__Problem__.
Please put the lines from the line with "the laptop touchpad" through the end of the records into a Markdown table with two columns, Row and Line, giving each line a row number and leaving out blank lines.

Dataset rows:
☆ ☆ ☆

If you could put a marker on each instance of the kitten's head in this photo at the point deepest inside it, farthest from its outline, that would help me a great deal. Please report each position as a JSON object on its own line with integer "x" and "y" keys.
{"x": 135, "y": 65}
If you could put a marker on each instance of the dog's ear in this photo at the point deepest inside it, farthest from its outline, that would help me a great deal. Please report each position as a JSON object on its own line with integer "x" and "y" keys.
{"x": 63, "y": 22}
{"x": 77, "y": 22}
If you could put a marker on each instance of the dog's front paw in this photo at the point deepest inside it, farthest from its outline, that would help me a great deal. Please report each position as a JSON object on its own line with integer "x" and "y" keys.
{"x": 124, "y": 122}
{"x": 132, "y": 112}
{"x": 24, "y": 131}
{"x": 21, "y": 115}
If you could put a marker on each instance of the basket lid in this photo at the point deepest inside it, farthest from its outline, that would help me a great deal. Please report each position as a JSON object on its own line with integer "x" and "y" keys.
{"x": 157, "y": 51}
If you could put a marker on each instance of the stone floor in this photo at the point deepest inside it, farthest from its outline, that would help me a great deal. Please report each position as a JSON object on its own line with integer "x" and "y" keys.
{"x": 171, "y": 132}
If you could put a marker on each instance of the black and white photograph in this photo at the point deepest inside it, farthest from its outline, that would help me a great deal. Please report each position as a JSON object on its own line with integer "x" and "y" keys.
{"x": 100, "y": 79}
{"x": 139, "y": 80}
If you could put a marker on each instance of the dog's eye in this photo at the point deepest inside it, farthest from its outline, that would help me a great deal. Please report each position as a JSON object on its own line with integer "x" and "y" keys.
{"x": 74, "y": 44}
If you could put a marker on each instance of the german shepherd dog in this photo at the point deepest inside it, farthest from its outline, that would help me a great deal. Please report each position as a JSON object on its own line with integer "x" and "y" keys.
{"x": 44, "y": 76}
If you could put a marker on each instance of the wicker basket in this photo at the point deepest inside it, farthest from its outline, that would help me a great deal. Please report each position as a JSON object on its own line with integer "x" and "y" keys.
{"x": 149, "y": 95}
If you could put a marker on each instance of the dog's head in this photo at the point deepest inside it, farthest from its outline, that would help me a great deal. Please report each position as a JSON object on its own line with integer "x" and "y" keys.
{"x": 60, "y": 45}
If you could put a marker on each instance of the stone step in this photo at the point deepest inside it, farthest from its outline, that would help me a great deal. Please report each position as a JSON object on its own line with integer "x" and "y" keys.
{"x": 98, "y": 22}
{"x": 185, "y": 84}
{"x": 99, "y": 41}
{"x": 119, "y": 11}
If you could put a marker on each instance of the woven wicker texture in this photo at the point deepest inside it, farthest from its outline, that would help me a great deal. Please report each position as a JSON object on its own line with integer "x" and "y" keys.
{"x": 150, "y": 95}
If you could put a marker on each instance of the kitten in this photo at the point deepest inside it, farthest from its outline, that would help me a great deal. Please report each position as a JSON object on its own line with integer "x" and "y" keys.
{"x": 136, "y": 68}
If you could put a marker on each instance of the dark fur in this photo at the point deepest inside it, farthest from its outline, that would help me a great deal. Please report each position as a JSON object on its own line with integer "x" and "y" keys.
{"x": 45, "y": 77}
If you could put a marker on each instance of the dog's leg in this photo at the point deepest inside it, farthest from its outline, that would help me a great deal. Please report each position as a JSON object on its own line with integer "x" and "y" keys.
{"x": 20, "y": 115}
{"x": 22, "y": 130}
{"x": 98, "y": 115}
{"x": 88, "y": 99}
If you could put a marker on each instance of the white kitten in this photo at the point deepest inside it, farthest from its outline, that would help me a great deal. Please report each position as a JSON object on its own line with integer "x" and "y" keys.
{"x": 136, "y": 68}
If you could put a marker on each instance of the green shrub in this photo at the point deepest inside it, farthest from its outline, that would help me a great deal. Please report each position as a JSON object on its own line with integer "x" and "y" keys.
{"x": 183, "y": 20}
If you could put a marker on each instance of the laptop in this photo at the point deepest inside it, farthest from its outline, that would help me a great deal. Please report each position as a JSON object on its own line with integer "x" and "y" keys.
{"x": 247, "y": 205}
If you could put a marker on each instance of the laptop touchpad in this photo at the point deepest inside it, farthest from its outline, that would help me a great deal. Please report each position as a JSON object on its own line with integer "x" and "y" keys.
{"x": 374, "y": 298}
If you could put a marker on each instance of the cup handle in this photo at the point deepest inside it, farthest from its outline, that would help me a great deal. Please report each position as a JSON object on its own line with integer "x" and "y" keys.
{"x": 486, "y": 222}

☆ ☆ ☆

__Response__.
| Row | Line |
|---|---|
| 1 | If you could put a marker on each instance of the laptop touchpad in this photo at the point deepest inside it, farthest from its outline, that would help me a great deal. Please report each position as a JSON object on its own line with integer "x" and "y" keys. |
| 2 | {"x": 374, "y": 298} |
| 3 | If you could put a marker on each instance of the cup handle in this photo at the point deepest inside it, farthest from its outline, that would help me a great deal. Please report each position as a JSON object on its own line with integer "x" and "y" keys. |
| 4 | {"x": 486, "y": 222} |